START Page text

The easiest and fastest way to Simikot is by plane from Nepalgunj. On foot, it is a walk of three days from the nearest road head at Muchu, or at least six days from Kolti, Bajura.

Darchula (900 m): Located on the Mahakali River bordering India in far western Nepal, marking the western terminus, or the start, of the Great Himalayan Trail. From Darchula town, you can access the two Api Base Camps, walk to border passes to peek into Tibet, visit the new (as yet not developed) Api Nampa National Park and the southern slopes of Mt. Saipal. There is no airport in Darchula, so access is by road from Dhangadhi.

Dhanghadhi (110 m): Located in the Kailali District in the extreme southwestern part of Nepal. Dhanghadhi is a hub for most road travel to the hills and towns east of the Karnali River, and the far western national parks of Suklaphanta, Khaptad and Api Nampa. There are many trekking options and unusual places to visit.

Access to Dhanghadhi is either by plane from Kathmandu or by road. Further to the northwest, Mahendranagar (Bhimdatta) has a border crossing to India.

Gamgadhi (1,830 m): Located in the Mugu District, on the Great Himalayan Trail, a mere three hours’ walk to Rara Lake and National Park, this small town is rapidly turning into a minor hub. Since a jeep road was established to Jumla, Gamgadhi will merge with Jumla as a regional tourism hub. From Gamgadhi, day visits and short treks in the Rara area, looping treks and long-distance treks cover a multitude of interesting historical and cultural sites.

Access to Gamgadhi is by plane or bus from Nepalgunj.

Jumla (2,514 m): This historical town, located in the Jumla District in western Nepal, is known for its mountain and hill scenery, diverse high-elevation agriculture (one of the world’s highest rice-growing areas), and Khas (ancient Brahmin/ Chhetri) culture. There are several nearby cultural attractions and short trekking loops, access to short mountain treks with spectacular views of the Kanjiroba Himal, Patarasi Himal Base Camp and other high routes. Trekking routes fan out northward toward the Rara National Park and the Shey-Phoksundo National Park, eastward to Pokhara and in southerly directions.

There are flights from Nepalgunj with connections to Kathmandu. There is also road access via Kalikot and Surkhet to Nepalgunj.

Nepalgunj (490 m): A fair-sized city right on the border to India, Nepalgunj is the commercial and transport hub of Nepal’s Western Terai, and the gateway to the Bardiya National Park, the Ghodagodi wetlands, the Bheri Valley and Surkhet areas, serving as a good transit stop on the East-West Highway. The city has Nepal’s largest concentration of Muslims and, if you walk away from the main streets, offers varied architecture.

END Page text

§ Task to complete
Put this sentence from the text on towns in western Nepal into Spanish: "Access to Gamgadhi is by plane or bus from Nepalgunj."

START Given entries

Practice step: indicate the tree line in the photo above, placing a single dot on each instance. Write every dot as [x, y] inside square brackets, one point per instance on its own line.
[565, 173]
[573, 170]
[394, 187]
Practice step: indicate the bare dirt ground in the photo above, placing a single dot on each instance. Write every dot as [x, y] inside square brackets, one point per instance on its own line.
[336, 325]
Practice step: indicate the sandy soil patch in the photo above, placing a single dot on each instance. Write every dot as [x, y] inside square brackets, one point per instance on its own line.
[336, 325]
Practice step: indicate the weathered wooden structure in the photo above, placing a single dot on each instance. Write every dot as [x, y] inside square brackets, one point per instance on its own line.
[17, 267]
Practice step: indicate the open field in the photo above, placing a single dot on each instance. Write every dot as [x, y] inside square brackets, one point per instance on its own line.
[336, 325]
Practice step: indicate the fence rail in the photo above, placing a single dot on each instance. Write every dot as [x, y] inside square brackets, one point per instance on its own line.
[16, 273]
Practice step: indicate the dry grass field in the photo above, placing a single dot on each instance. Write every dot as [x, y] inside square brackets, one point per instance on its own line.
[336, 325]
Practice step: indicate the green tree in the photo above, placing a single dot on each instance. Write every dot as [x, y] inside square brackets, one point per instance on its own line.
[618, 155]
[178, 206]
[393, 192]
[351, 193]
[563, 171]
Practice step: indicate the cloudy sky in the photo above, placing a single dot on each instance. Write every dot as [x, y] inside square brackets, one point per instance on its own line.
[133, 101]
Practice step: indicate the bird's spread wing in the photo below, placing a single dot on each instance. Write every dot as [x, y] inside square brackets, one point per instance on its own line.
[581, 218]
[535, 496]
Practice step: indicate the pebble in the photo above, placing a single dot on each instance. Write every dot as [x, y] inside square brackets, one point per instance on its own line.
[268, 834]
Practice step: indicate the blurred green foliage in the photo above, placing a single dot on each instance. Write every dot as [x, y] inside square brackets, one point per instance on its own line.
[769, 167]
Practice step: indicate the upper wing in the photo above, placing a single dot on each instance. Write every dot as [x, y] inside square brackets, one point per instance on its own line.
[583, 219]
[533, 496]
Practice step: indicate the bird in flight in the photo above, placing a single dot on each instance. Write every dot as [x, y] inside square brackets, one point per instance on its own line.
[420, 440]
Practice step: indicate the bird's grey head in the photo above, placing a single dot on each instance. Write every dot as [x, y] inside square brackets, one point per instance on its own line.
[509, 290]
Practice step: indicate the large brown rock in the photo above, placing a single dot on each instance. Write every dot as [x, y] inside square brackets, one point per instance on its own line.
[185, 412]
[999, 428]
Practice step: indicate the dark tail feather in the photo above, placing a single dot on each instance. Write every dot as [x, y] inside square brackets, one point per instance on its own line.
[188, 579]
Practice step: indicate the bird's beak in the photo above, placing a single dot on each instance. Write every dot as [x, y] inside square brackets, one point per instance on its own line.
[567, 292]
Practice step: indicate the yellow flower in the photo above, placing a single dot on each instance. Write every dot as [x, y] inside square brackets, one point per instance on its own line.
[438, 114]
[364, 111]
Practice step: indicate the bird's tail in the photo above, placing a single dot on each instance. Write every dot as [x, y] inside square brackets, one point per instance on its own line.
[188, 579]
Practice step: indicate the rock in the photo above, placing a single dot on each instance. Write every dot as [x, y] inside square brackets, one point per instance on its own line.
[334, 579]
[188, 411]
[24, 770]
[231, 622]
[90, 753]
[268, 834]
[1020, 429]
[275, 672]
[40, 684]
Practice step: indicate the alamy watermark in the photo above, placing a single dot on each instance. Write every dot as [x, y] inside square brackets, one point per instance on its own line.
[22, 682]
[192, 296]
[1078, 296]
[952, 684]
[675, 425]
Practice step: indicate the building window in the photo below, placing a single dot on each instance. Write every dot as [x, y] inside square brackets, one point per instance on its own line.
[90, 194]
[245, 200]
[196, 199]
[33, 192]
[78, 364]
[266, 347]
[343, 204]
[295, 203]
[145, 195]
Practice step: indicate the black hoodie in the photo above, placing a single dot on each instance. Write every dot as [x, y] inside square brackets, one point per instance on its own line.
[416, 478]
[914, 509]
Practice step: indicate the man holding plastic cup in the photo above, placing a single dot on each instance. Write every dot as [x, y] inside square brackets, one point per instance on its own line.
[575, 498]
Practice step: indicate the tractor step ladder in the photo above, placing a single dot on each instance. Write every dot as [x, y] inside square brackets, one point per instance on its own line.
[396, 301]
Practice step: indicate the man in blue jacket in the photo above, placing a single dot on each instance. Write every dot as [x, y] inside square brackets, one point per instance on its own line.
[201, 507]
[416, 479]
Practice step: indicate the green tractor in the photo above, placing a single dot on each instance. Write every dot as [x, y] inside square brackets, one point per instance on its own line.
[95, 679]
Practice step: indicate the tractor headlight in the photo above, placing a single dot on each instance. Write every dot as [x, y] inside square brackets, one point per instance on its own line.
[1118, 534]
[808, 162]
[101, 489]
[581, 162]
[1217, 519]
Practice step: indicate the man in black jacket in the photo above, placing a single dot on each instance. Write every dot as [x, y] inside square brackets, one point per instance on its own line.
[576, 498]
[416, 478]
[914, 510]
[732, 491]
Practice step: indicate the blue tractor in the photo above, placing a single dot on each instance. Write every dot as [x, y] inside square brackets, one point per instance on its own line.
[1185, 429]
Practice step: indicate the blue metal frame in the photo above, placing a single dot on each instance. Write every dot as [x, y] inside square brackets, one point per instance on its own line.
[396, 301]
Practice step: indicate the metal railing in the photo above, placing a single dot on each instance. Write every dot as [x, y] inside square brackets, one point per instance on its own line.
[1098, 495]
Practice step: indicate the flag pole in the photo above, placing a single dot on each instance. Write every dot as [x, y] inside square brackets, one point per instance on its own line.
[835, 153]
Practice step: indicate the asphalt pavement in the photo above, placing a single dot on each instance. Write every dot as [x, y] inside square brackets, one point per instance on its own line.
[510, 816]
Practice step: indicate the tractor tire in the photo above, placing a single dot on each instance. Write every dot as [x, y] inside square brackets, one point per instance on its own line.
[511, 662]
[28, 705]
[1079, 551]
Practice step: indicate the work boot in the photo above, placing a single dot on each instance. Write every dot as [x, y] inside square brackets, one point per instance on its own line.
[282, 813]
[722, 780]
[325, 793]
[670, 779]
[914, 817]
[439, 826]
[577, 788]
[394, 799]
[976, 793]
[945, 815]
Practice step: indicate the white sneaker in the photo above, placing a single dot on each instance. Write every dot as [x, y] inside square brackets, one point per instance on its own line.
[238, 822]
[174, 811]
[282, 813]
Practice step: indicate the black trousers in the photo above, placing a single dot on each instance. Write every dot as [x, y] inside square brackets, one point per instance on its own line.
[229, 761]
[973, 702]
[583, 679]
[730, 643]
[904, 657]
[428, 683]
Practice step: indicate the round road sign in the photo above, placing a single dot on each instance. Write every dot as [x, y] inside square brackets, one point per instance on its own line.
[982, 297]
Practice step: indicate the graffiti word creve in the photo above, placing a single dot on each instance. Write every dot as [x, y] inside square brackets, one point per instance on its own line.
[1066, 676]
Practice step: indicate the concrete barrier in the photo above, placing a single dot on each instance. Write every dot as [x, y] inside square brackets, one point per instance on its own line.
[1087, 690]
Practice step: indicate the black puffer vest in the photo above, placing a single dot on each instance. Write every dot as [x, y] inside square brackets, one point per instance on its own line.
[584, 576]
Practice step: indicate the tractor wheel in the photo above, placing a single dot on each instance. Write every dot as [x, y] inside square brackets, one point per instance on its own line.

END Given entries

§ Written solution
El acceso a Gamgadhi es en avión o en autobús desde Nepalgunj.